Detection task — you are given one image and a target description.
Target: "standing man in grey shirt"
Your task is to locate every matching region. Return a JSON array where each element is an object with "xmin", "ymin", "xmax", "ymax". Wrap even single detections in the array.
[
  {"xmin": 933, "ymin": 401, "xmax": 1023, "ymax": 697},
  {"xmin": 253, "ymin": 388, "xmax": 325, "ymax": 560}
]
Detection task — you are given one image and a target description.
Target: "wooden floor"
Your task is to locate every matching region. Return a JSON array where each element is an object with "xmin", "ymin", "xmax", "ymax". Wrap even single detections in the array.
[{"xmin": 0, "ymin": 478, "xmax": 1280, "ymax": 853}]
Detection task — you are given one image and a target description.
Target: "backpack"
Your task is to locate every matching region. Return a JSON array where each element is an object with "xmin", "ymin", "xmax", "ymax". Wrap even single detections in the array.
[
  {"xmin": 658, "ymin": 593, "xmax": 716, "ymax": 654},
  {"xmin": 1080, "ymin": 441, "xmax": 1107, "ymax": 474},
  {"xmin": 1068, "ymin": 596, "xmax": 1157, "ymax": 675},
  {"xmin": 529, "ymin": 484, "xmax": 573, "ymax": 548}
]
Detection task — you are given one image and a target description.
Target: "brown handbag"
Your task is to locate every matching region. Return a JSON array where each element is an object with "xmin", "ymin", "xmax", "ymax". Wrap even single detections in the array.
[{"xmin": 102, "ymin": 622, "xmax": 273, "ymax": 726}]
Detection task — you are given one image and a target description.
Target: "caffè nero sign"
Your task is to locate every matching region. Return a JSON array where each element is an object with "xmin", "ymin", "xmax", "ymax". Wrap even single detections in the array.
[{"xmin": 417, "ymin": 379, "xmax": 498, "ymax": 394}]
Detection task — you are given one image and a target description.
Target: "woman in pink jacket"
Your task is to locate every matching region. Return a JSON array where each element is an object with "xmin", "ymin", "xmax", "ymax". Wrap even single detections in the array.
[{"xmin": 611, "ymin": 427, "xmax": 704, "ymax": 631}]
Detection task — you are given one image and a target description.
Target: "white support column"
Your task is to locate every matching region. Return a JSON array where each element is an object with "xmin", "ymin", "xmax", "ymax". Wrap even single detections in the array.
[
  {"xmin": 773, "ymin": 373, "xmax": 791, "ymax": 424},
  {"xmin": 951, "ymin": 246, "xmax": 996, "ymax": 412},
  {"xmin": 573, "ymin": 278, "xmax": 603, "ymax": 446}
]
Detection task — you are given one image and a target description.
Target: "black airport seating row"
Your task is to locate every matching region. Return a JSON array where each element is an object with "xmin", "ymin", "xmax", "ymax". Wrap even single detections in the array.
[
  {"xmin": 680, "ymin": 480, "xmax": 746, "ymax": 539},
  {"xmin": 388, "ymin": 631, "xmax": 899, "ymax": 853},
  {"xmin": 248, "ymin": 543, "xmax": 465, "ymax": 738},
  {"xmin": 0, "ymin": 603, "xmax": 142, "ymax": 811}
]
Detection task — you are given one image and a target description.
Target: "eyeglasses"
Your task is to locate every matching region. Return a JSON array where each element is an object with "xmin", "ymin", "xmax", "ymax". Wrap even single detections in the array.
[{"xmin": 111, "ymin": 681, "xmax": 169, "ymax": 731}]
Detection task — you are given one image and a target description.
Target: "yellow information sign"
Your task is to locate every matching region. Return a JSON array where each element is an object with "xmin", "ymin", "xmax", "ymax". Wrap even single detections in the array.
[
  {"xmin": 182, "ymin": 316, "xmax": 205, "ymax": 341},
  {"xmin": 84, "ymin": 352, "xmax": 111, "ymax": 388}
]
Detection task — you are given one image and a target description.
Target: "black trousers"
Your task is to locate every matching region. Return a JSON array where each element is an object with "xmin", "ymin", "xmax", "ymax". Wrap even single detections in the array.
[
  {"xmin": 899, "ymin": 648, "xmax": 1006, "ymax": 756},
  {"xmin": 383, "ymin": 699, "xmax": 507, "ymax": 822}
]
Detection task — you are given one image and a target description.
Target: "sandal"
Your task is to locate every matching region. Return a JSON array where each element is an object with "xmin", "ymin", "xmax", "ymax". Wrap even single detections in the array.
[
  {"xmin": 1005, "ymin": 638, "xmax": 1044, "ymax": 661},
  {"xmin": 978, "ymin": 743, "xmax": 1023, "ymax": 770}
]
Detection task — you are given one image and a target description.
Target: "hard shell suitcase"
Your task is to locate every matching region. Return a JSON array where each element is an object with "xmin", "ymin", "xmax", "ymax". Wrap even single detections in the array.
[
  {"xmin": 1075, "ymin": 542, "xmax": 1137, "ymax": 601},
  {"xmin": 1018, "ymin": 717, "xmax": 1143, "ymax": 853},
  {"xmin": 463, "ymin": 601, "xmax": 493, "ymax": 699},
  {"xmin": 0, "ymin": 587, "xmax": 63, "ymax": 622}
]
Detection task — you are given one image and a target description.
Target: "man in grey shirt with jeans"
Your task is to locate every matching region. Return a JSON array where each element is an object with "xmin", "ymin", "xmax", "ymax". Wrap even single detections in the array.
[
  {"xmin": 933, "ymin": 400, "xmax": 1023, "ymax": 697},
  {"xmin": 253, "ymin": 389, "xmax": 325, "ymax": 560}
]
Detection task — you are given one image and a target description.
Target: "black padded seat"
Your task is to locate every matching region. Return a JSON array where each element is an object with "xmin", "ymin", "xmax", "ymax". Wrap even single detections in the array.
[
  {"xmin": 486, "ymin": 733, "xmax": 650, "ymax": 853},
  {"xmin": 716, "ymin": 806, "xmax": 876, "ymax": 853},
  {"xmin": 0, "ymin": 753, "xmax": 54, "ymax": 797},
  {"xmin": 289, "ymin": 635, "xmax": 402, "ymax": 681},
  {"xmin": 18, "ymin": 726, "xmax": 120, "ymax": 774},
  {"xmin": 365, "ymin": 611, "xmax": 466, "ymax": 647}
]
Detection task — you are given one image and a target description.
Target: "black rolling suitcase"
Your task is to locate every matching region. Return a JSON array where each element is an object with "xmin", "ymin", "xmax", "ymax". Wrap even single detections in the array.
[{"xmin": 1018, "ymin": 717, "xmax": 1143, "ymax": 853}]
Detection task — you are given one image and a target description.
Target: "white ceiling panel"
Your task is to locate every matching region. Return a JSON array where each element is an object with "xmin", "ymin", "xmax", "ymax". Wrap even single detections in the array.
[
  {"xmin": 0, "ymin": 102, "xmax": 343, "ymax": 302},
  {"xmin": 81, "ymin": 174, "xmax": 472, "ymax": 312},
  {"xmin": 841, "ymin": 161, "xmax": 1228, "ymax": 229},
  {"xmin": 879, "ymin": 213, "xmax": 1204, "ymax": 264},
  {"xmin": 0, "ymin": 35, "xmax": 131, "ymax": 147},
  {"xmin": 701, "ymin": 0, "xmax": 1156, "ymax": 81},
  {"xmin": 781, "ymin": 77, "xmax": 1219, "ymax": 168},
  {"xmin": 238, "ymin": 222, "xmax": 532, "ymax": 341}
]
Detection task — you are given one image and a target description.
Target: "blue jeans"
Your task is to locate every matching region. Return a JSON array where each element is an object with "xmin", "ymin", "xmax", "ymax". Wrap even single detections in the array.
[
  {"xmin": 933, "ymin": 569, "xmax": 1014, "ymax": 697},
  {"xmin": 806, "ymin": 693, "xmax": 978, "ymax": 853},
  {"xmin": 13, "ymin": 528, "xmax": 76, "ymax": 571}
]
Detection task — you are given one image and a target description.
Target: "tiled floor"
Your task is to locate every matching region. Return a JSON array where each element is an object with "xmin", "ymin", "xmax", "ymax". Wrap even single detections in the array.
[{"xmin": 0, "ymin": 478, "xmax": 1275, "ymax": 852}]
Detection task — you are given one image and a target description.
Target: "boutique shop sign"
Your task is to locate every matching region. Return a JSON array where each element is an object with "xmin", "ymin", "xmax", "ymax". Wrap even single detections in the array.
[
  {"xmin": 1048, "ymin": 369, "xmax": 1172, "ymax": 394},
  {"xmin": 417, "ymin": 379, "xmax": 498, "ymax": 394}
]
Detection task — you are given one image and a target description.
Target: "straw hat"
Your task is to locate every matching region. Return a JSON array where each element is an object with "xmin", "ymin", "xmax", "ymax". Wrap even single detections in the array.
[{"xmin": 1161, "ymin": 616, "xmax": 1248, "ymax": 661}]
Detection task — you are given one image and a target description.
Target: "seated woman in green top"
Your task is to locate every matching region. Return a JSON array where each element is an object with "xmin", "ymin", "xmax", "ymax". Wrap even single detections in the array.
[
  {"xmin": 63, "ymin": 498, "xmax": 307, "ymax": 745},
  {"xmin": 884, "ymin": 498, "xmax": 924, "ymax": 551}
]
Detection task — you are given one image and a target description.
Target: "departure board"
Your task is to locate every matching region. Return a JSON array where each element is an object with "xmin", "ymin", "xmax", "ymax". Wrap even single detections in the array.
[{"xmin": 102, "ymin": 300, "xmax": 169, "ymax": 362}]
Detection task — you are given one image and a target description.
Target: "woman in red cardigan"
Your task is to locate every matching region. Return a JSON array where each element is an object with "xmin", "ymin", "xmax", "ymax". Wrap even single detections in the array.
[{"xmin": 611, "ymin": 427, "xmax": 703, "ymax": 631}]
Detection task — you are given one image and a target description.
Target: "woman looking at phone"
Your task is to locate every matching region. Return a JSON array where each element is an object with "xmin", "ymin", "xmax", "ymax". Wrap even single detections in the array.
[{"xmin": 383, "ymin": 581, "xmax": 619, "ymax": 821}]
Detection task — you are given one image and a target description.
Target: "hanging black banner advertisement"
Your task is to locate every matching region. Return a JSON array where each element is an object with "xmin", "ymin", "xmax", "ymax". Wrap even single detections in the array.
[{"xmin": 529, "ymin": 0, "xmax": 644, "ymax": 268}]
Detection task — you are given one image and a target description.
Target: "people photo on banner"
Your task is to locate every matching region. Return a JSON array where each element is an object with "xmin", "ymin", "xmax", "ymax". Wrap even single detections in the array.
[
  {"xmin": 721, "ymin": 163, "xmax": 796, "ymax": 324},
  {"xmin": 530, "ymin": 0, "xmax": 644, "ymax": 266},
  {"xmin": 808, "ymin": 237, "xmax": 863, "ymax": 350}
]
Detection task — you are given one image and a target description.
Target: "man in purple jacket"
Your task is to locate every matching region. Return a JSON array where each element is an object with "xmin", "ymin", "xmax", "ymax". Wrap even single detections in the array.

What to produce:
Report every line above that contains the string "woman", copying each one in full. Matching is case-sensitive.

Solution for this problem:
Target: "woman in pink jacket"
Target: "seated woman in green top"
Target: "woman in red cardigan"
Target: "woman looking at phone"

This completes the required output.